[Collected data entries]
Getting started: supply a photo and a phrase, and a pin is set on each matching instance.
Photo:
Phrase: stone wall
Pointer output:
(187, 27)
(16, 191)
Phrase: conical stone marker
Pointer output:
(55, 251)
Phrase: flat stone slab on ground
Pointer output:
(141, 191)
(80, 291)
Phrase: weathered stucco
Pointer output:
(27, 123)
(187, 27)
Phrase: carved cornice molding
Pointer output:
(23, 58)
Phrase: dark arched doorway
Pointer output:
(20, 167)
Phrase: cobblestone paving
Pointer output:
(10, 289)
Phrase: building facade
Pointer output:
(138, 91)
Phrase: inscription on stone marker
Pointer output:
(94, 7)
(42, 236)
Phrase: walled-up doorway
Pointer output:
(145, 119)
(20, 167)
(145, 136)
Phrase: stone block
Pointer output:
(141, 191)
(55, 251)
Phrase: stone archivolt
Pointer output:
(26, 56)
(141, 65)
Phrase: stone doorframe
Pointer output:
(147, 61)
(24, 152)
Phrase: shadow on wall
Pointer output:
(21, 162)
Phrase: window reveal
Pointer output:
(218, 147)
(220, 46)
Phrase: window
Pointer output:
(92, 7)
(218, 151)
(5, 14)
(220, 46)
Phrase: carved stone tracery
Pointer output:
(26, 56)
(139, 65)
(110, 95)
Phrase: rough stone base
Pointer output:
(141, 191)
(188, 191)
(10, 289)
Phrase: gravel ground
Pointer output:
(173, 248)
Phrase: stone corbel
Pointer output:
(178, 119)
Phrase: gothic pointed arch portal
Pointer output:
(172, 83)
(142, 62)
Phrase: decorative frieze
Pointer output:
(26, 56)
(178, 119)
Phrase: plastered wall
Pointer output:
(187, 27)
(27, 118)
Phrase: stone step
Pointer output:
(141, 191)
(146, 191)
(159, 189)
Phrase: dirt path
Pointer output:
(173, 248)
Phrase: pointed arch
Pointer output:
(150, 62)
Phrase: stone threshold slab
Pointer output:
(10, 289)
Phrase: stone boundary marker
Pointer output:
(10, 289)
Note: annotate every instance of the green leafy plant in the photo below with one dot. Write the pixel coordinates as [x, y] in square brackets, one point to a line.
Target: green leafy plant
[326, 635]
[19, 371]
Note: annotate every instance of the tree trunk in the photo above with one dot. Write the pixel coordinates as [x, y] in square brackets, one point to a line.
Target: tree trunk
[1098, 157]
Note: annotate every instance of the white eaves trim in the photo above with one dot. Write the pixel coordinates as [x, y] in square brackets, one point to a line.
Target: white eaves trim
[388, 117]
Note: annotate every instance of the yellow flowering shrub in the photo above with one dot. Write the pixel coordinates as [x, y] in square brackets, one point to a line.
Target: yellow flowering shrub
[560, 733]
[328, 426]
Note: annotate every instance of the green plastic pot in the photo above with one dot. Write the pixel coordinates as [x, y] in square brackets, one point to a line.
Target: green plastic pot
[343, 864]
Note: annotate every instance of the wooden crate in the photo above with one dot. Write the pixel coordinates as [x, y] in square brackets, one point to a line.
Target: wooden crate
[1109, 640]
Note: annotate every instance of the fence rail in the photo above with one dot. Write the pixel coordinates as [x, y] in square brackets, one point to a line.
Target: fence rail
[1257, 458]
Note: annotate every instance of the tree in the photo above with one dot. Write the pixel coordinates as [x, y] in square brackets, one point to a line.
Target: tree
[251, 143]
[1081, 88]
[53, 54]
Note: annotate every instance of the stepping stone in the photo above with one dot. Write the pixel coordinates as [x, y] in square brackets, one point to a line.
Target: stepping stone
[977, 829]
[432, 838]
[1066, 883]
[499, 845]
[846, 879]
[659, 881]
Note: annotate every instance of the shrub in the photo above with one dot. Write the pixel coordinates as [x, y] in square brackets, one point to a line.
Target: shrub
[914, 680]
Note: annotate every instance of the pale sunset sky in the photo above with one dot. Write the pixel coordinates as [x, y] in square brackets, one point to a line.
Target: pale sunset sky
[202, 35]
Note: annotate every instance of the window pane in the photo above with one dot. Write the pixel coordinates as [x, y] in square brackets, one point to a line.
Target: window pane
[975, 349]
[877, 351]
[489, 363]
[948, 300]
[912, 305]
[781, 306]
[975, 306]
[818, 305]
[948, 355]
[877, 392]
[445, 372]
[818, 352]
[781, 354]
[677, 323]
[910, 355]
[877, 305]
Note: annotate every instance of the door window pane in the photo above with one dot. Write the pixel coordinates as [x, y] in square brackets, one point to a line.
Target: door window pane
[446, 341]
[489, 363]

* **INSTRUCTIONS FOR THE TASK**:
Go through the lines above and count those with "pointed"; report only the number.

* **ANSWER SECTION**:
2